- Your goal
In the market commentary, what revised deficit figure does the median economists' forecast expect in the midyear economic and fiscal outlook?

** begin Page text **

ECB President Draghi has been speaking at a conference in Italy, talking the good talk that he expects ECB stimulus will raise Euro area inflation “without undue delay”. He continued: “There is no doubt that, if we had to intensify the use of our policy tool to reach our price stability objective, we would do so”. Take from that what you will as far as any further ECB action given how expectations for ramping up monetary stimulus in an aggressive fashion were dashed this month.

Bank of England Deputy Governor Shafik has also been speaking (seen as in the monetary hawk camp) and says that while the BOE’s next move is likely to be to raise rates, she would “proceed with caution”.

Coming up

Ahead of the FOMC on Thursday morning, we have the RBA minutes of this month’s board meeting at 1130, followed at 1 PM by the release of the government’s midyear economic and fiscal outlook (MYEFO), and press conference.
The RBA minutes for December should confirm the Bank’s observations of the trend improvement in the non-mining economy. The RBA held fire in the Board day release from any renewed anxiety over the $A; we expect the Minutes to do likewise.

For MYEFO, there’ll be initial headline focus on the revised mid-year estimate of the Underlying Cash Balance (UCB) for 2015-16 and the profile beyond then. Amongst the re-jigging of the economic forecasts, there will be some focus on a likely downward revision to the terms of trade and any re-thinking of how the domestic economic improvement is playing out for the economy and the Budget. The median economists’ forecast is expecting to see the May $35.1bn deficit to be revised to $38bn. We expect less of a deterioration, to $36.5 billion. Also look out for the deficits in the out-years and the path back to surplus, the incorporation of slower potential growth assumption of 2¾% and any follow-up comments from ratings agencies. From a qualitative perspective, we’ll be interested to observe what new assumptions are embodied for the price of iron ore and the terms of trade but also whether the pickup in the non-mining economy is as yet showing up in higher tax revenues, with slower wages growth also coming with higher employment levels.

The government has also made clear that new spending from the likes of last week’s Innovation statement – which kicks in mostly from 2016-17 – and additional funds for the Syrian refugee crisis will be met by other budget measures rather than adding to the deficit’s bottom line.

** end Page text **
** begin Given data **

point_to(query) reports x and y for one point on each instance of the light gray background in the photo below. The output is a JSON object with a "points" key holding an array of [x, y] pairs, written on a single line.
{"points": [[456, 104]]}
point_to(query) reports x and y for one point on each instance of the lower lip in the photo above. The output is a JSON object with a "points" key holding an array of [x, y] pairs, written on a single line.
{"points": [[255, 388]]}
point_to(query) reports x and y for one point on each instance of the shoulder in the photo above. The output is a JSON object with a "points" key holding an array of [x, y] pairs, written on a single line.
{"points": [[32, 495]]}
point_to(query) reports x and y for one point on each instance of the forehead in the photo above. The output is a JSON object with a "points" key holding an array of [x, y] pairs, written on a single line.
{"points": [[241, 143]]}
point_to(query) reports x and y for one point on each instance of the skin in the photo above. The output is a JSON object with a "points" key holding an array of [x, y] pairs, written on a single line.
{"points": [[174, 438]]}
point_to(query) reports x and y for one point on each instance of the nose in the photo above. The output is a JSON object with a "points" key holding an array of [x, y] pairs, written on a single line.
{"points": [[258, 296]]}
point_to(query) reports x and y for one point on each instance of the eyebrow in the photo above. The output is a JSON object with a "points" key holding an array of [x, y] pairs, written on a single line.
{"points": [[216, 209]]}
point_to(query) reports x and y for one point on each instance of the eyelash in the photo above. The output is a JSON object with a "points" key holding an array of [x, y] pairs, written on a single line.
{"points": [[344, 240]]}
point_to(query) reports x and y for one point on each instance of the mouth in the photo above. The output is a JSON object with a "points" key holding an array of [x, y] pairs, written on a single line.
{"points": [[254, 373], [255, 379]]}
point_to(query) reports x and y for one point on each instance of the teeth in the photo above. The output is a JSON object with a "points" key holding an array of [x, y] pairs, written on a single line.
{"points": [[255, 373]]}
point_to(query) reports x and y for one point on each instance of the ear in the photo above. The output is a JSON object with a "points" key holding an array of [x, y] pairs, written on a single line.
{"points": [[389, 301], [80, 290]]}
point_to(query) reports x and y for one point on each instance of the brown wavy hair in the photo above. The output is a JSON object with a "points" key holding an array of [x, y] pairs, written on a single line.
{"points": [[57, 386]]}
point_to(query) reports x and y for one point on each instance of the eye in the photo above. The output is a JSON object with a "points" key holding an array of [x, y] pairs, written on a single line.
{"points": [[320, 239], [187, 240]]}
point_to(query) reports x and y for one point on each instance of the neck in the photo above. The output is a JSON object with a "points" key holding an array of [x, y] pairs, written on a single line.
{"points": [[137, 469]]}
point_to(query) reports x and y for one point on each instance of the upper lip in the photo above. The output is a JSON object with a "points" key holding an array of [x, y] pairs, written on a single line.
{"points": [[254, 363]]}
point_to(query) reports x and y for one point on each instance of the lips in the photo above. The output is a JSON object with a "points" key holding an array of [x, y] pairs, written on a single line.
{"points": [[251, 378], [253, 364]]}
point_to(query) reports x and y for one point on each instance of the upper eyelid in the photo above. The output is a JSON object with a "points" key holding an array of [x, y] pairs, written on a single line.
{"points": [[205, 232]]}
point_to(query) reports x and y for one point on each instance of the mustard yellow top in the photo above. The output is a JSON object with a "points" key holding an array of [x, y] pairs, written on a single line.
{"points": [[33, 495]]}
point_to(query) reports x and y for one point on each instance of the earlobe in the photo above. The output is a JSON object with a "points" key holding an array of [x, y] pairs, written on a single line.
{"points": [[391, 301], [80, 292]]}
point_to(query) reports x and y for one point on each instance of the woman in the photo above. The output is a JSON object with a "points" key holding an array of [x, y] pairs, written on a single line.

** end Given data **

- Answer to the exercise
$38 billion, revised from the May deficit of $35.1 billion.